• _TO BE DONE_
Copy exactly, and only, the lines from the line containing "the hillside, pixel" through the last line of the records below, both included.

• _INFORMATION GIVEN_
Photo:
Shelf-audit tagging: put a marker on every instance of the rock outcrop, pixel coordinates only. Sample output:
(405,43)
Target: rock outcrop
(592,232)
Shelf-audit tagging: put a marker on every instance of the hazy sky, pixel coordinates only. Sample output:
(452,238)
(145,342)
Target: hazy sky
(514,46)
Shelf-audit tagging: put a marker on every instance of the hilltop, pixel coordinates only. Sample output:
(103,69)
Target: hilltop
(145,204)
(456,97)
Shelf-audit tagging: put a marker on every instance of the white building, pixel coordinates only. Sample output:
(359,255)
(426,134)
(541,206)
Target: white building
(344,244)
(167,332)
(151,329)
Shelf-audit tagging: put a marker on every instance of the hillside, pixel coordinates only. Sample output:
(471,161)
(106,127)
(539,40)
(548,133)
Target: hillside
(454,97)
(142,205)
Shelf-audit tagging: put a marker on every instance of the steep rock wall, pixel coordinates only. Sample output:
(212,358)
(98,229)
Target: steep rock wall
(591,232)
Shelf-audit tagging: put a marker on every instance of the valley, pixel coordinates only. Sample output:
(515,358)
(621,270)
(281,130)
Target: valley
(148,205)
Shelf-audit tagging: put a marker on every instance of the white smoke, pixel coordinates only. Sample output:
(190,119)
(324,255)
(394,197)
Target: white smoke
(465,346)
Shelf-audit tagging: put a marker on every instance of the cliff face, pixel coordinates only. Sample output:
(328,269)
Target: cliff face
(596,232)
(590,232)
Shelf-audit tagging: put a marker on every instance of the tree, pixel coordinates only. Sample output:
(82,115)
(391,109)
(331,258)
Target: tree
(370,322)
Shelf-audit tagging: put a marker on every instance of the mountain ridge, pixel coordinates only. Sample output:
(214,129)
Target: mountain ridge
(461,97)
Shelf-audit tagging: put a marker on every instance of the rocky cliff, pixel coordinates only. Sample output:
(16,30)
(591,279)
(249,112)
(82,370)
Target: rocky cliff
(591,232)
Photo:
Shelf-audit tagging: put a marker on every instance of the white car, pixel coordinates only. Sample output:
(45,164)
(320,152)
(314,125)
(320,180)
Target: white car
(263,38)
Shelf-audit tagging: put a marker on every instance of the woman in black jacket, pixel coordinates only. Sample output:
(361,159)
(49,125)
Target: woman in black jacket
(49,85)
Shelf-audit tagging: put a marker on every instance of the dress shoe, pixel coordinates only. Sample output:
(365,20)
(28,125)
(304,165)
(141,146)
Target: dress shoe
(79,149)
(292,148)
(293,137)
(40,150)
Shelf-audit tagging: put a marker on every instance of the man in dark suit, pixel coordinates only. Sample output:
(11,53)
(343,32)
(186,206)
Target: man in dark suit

• _THE REPLY_
Shelf-audit tagging: put a marker on every instance of the hillside, pixel coordinates only. Sample output:
(471,161)
(106,127)
(539,40)
(548,133)
Target: hillside
(454,97)
(142,205)
Shelf-audit tagging: put a marker on every instance of the steep rock wall, pixel coordinates only. Sample output:
(212,358)
(98,229)
Target: steep rock wall
(591,232)
Shelf-audit tagging: put a marker on every instance of the valley, pixel coordinates only. Sample output:
(515,358)
(621,270)
(281,130)
Target: valley
(148,205)
Shelf-audit tagging: put a marker on every instance of the white smoke, pixel coordinates only. Sample output:
(190,119)
(324,255)
(394,197)
Target: white smoke
(465,346)
Shelf-audit tagging: put a marker on every instance of the cliff face, pixel coordinates only. Sample output:
(328,269)
Target: cliff face
(596,232)
(590,232)
Shelf-audit tagging: put a marker on every instance of the tree, pixel coordinates only. Sample output:
(82,115)
(391,109)
(331,258)
Target: tree
(370,322)
Shelf-audit tagging: put a marker on every instance of the mountain ridge, pixel coordinates only. Sample output:
(214,129)
Target: mountain ridge
(461,97)
Shelf-audit tagging: put a marker on every instance of the rocky cliff, pixel coordinates only. Sample output:
(16,30)
(591,279)
(249,112)
(82,370)
Target: rocky cliff
(591,232)
Photo:
Shelf-audit tagging: put a marker on every instance of the white car, pixel coordinates only. Sample output:
(45,164)
(320,152)
(314,125)
(320,180)
Target: white car
(263,38)
Shelf-audit tagging: put a marker on every instance of the woman in black jacket, pixel coordinates only. Sample output:
(361,159)
(49,125)
Target: woman in black jacket
(49,85)
Shelf-audit tagging: put a marker on every instance of the dress shoe, pixel coordinates only. Sample output:
(365,20)
(28,125)
(304,165)
(141,146)
Target: dress shoe
(79,149)
(292,148)
(293,137)
(40,150)
Shelf-audit tagging: put a marker on every instance of the man in dark suit, pixel coordinates only. Sample output:
(11,53)
(343,32)
(186,206)
Target: man in dark suit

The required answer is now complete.